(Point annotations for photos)
=-=-=
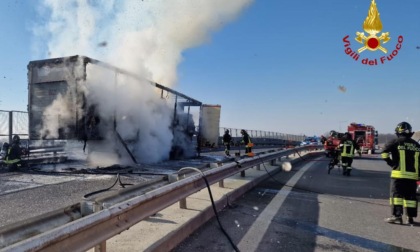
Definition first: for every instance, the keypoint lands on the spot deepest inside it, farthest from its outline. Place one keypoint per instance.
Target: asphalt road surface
(308, 210)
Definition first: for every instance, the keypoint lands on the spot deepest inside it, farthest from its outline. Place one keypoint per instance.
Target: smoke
(144, 37)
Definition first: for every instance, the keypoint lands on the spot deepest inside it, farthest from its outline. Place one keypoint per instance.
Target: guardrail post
(221, 183)
(101, 247)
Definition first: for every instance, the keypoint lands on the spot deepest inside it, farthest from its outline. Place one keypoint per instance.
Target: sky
(272, 65)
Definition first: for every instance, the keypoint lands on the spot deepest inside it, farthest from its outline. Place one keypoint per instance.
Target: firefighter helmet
(404, 128)
(347, 136)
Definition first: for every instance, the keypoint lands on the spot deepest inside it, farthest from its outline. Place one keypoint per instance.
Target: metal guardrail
(87, 232)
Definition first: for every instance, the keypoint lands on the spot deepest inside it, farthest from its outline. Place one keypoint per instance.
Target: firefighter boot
(394, 220)
(410, 221)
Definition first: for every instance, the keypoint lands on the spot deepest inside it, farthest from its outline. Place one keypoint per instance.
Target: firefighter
(404, 160)
(347, 147)
(246, 139)
(226, 142)
(13, 155)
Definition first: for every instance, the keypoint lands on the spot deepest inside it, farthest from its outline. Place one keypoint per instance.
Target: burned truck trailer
(80, 98)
=-=-=
Task to complete: Pictures are to be left out; repeat all the remaining data exactly.

Answer below:
Definition first: for every instance, the keypoint lands on the spot deepest inside it, farthest from its outline. Place one keypoint per instance.
Target: asphalt road surface
(308, 210)
Definition first: for every instance, the keypoint lands on the spot deepest inside it, farthest from its outline. Place one keypoint per instance.
Target: smoke
(144, 37)
Definition first: for every instance, the keypoint lands on the spot deepest inside it, farthest from its outline. Place one keypoint per instance.
Target: guardrail post
(221, 183)
(101, 247)
Definition first: for every instance, the keypoint lands on the spot deepest inside it, farthest from its outline. Place one keypoint per instance.
Target: sky
(272, 65)
Definition first: for every instance, the keypoint lands on the spot deepest inside it, farthest from its outline. Place one keypoint per instance.
Target: firefighter helmet
(404, 128)
(347, 136)
Definition first: for every instance, the keypoint lands on the spot deepest inside it, farthest from its outline. Place one keypoint per instance.
Target: metal guardrail
(87, 232)
Definition first: for every instance, the keypoint lands on the spot deepest inside it, farthest from its outline. Place one keypoint per instance.
Target: firefighter boot
(394, 220)
(410, 221)
Definition first: for every instance, the keypoint lands on the spot deepest inside it, farthest from its outline. Place one keypoint per instance.
Target: firefighter
(404, 160)
(347, 147)
(246, 139)
(226, 142)
(13, 155)
Definition first: for every instance, the keypoint lands on the spot deepest inside it, farthest from its outline. Place one keypoint per instance.
Target: burned truck trailer
(80, 98)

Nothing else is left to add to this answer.